▶ _YOUR OBJECTIVE_: Could the lines from the one with "metal pole. Return only the coordinates." through the end of the listing be restated exactly, with nothing else included?

▶ _MATERIAL FOR THIS TASK_:
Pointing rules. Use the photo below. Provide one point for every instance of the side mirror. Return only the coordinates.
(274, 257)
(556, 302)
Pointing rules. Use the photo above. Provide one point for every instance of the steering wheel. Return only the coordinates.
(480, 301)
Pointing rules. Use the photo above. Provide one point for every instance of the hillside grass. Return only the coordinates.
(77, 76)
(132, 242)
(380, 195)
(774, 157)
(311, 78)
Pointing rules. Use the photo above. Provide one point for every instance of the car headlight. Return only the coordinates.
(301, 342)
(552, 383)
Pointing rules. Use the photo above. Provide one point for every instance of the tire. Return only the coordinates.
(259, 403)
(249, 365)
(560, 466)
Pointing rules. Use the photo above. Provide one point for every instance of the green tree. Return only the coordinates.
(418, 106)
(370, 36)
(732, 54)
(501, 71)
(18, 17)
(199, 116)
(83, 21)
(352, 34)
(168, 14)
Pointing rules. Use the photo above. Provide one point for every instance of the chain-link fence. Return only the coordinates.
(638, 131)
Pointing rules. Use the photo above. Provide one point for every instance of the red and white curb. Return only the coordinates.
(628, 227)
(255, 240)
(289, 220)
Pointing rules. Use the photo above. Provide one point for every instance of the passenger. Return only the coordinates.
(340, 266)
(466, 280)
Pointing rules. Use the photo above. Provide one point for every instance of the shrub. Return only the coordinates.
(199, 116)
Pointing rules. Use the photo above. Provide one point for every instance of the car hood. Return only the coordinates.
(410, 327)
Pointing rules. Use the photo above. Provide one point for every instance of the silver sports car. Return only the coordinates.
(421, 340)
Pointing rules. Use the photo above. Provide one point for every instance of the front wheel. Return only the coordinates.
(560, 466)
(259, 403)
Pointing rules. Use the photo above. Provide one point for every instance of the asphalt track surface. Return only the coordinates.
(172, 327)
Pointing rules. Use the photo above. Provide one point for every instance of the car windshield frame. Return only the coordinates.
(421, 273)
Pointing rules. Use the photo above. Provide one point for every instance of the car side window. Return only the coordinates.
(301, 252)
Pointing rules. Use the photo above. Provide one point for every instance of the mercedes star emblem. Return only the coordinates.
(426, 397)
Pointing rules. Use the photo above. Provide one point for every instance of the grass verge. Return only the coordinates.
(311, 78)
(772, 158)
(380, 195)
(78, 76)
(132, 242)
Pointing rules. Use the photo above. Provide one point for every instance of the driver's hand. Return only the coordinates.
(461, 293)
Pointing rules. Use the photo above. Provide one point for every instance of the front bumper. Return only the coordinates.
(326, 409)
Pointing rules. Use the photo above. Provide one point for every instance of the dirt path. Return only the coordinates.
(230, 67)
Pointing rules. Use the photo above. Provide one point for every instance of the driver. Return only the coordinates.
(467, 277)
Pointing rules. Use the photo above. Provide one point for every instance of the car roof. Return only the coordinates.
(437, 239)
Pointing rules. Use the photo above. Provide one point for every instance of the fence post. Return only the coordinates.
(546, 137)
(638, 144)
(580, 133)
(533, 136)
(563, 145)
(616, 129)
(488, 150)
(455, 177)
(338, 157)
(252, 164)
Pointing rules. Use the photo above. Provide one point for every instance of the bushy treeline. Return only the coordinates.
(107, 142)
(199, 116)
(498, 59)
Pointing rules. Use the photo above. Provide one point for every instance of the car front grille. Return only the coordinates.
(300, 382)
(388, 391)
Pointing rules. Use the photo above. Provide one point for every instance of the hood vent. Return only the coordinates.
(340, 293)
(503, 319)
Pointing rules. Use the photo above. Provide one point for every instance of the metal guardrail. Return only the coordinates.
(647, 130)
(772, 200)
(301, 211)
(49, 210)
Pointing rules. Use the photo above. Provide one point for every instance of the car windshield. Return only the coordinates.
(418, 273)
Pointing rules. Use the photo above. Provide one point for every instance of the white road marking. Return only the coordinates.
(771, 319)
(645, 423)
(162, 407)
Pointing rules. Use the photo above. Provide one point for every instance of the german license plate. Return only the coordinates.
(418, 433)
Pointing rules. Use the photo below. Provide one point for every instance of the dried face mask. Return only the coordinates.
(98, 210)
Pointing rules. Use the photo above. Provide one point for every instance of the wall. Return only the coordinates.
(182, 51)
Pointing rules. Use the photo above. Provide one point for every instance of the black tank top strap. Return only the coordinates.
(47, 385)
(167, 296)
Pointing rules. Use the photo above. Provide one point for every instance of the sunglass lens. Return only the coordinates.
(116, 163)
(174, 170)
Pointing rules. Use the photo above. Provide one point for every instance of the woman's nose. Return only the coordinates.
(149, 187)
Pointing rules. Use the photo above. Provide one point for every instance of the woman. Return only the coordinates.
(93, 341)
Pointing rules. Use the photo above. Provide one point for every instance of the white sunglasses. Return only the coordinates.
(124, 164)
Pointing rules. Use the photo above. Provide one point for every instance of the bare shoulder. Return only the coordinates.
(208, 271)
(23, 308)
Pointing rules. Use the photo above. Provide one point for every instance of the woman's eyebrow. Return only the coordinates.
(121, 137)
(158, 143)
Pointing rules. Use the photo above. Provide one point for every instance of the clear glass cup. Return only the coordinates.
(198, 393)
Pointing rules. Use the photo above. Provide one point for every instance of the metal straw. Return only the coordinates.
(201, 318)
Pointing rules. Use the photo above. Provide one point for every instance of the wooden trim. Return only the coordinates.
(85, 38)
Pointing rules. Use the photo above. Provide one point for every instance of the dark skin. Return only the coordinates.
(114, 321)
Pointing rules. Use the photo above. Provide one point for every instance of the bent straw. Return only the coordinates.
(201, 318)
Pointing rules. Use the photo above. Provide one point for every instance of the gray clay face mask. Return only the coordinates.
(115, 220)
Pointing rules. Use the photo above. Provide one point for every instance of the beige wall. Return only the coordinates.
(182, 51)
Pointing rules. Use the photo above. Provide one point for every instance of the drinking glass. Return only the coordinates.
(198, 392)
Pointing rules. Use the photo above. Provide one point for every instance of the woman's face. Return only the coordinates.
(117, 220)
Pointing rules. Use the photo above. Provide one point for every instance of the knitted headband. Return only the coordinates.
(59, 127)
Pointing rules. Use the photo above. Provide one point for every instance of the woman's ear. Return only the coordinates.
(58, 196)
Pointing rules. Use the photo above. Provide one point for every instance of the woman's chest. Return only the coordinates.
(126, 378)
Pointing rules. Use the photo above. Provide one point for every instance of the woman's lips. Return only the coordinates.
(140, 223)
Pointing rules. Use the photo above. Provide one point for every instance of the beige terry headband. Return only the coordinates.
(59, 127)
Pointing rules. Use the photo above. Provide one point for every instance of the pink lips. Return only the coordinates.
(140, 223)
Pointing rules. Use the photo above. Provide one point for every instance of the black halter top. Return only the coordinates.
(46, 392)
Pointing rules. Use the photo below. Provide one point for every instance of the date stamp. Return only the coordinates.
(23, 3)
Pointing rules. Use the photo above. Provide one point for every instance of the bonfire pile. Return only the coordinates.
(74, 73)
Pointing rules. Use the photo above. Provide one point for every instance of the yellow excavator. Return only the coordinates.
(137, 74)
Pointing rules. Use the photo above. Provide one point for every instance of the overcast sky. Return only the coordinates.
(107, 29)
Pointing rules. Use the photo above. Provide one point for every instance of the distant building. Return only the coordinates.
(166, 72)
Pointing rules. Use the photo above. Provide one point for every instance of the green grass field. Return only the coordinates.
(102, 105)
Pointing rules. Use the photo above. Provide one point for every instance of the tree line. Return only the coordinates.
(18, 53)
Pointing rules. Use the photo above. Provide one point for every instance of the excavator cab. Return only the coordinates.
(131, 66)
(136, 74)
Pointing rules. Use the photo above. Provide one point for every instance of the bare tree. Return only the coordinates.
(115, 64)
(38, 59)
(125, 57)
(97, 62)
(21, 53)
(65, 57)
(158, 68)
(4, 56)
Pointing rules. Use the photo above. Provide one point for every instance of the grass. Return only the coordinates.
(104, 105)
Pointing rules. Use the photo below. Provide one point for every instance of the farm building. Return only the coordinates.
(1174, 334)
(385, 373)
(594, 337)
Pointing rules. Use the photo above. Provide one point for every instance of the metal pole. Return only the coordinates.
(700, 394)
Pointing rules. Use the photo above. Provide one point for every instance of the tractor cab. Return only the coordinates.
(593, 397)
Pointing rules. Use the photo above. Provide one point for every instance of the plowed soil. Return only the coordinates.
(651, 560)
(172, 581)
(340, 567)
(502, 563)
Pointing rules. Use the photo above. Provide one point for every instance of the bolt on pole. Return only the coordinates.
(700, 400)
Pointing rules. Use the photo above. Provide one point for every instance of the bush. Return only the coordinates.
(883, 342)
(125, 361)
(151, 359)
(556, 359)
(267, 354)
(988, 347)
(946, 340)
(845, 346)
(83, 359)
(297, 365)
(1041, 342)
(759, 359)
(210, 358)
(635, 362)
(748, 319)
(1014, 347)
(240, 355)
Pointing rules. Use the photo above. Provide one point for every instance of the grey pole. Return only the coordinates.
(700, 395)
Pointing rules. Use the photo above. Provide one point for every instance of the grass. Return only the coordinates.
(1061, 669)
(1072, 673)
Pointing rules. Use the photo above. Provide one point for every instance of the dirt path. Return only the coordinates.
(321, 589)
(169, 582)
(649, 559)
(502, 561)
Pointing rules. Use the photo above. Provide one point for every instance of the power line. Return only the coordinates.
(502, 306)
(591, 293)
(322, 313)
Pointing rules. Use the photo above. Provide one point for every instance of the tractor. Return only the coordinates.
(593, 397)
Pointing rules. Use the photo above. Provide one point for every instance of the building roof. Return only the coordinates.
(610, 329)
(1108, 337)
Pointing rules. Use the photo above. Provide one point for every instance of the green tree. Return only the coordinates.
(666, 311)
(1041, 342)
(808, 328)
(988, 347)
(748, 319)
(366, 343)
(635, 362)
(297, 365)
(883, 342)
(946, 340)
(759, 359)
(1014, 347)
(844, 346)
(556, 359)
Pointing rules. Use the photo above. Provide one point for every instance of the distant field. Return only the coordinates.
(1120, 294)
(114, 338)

▶ _REPLY TO THE TASK_:
Pointing rules. Use the photo above. Provide one point for every instance of the metal pole. Return only the coordinates.
(700, 394)
Pointing rules. Use the photo above. Provide one point for every instance of the tractor cab. Return only the coordinates.
(593, 397)
Pointing rules. Use the photo above. Provide one point for every instance of the plowed soil. Return only the coordinates.
(651, 560)
(172, 581)
(340, 567)
(502, 563)
Pointing rules. Use the photo above. Provide one point for every instance of the bolt on pole. Return only the coordinates.
(700, 400)
Pointing rules. Use the photo above. Provide one point for every instance of the bush. Return only the coordinates.
(883, 342)
(125, 361)
(151, 359)
(556, 359)
(267, 354)
(988, 347)
(946, 340)
(845, 346)
(83, 359)
(297, 365)
(1041, 342)
(759, 359)
(210, 358)
(635, 362)
(748, 319)
(1014, 347)
(240, 355)
Pointing rules. Use the photo above. Provide one point for every instance of the grey pole. Return only the coordinates.
(700, 395)
Pointing rules. Use the photo above. Provide one point for every instance of the grass. Return only the coordinates.
(1061, 669)
(1072, 673)
Pointing rules. Use the photo above. Provide one point for every instance of the dirt path. Return only the coordinates.
(321, 589)
(169, 582)
(649, 559)
(502, 561)
Pointing rules. Use the photo above. Provide one point for every instance of the power line. Return only the coordinates.
(502, 306)
(591, 293)
(322, 313)
Pointing rules. Use the photo above. Provide one point for every instance of the tractor. Return only the coordinates.
(593, 397)
Pointing rules. Use the photo above. Provide one point for every instance of the building roof. Return only the coordinates.
(610, 329)
(1108, 337)
Pointing rules. Use the photo above. Provide one point for every instance of the green tree. Return only the coordinates.
(666, 311)
(1041, 342)
(808, 328)
(988, 347)
(748, 319)
(366, 343)
(635, 362)
(297, 365)
(883, 342)
(946, 340)
(759, 359)
(1014, 347)
(844, 346)
(556, 359)
Pointing rules. Use the photo above. Provide one point for every instance of the distant field. Return only the coordinates.
(1120, 294)
(114, 338)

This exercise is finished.